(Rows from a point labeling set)
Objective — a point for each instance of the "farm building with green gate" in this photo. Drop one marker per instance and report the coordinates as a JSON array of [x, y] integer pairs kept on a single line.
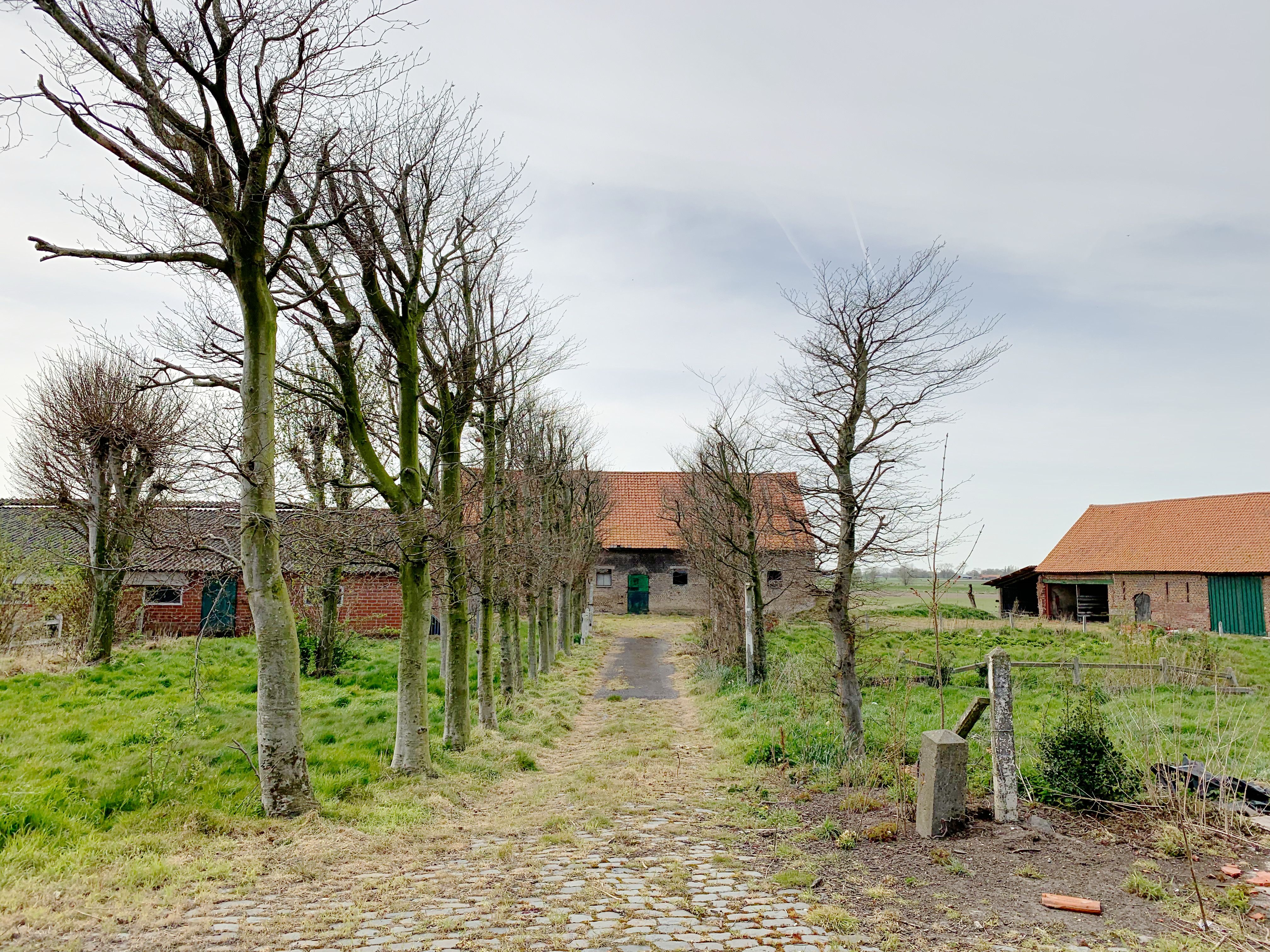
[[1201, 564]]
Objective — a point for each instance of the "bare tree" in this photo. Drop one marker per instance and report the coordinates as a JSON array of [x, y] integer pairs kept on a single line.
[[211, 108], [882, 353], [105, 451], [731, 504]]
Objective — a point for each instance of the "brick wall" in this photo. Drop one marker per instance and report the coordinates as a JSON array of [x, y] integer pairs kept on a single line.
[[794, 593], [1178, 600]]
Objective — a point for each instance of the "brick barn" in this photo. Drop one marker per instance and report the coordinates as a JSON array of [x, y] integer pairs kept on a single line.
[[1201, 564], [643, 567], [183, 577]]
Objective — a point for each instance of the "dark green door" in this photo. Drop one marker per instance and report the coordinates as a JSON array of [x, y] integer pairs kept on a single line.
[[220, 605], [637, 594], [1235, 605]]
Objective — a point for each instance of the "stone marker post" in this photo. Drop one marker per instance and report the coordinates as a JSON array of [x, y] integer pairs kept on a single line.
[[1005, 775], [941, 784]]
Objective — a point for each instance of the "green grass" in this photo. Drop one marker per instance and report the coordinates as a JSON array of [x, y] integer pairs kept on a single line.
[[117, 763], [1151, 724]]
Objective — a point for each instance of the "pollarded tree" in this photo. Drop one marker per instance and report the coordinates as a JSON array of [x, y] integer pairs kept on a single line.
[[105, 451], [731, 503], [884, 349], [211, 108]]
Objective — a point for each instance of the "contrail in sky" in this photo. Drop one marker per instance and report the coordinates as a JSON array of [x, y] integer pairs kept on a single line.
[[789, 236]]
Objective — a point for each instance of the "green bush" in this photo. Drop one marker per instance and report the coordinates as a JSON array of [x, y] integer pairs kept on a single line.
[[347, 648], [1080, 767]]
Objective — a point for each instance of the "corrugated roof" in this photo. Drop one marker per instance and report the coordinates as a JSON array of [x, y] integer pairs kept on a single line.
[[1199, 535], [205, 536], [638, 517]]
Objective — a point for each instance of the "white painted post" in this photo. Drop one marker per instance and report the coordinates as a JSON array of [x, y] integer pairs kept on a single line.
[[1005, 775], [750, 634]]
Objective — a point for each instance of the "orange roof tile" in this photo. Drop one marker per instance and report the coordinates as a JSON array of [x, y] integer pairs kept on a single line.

## Your objective:
Convert the rows from the start through the line containing "[[1201, 564]]" into a numbered list, omitting blank lines. Leave the pictures out.

## Answer:
1. Objective — a point for each instance of the "farm building with green gate" in this photo. Drop one marker per instance and report the coordinates as a JSON array of [x, y] integer pairs kept on a single line.
2. [[1201, 564]]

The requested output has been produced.